WHAT IS BEING ASKED :: Where the records below show the word "wing" in a line, please copy that line.

Stored dataset items:
⟨
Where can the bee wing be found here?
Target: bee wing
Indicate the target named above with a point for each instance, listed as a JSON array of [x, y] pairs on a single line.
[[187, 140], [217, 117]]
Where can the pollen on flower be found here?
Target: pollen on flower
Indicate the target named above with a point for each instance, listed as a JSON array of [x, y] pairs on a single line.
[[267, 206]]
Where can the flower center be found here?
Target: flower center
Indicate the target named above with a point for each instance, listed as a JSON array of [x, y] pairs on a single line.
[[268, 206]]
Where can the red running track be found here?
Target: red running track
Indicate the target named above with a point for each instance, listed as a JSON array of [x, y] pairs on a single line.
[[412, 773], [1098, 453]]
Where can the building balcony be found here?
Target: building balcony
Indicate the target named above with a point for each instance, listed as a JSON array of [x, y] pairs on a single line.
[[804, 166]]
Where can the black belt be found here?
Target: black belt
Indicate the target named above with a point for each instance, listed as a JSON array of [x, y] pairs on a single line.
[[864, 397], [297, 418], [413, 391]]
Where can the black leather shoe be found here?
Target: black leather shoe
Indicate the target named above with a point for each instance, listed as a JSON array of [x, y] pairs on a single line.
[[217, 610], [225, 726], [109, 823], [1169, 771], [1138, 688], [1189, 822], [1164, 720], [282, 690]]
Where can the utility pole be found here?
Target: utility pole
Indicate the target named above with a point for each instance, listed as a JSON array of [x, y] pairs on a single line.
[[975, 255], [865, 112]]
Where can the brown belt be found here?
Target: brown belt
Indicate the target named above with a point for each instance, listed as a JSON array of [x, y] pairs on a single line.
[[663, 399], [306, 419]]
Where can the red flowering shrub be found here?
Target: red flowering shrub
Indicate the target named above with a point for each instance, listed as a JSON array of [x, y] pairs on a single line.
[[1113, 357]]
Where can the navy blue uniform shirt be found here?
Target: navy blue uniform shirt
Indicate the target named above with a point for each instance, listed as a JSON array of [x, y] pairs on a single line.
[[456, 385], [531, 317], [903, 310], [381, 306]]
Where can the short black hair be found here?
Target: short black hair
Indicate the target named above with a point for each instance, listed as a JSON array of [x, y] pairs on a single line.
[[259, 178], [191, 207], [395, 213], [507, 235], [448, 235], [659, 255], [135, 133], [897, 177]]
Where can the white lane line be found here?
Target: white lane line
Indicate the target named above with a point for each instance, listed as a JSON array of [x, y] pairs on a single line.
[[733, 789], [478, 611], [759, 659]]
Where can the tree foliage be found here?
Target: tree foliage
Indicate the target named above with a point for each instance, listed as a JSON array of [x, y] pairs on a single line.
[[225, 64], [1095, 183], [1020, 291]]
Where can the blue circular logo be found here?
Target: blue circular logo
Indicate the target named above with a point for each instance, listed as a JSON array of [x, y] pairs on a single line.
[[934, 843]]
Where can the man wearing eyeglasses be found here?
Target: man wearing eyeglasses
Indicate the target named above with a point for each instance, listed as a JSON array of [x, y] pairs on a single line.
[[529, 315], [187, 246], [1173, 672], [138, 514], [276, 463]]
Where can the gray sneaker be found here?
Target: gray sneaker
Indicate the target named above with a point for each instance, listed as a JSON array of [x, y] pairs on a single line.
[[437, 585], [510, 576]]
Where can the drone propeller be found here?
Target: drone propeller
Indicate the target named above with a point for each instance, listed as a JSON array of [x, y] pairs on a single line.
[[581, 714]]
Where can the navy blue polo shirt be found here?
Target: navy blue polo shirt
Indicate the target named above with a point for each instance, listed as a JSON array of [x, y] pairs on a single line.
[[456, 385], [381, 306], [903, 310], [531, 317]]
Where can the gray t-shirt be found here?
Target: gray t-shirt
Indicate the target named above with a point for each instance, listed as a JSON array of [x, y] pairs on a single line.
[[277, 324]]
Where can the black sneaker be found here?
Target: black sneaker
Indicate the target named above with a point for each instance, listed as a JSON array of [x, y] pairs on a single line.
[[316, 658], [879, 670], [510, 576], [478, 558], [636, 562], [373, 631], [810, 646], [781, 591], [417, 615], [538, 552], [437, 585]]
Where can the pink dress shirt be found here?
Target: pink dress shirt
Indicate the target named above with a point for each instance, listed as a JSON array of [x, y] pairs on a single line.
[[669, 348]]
⟩
SOLUTION FOR THIS EXERCISE ::
Where can the bee wing be found here?
Target: bee wing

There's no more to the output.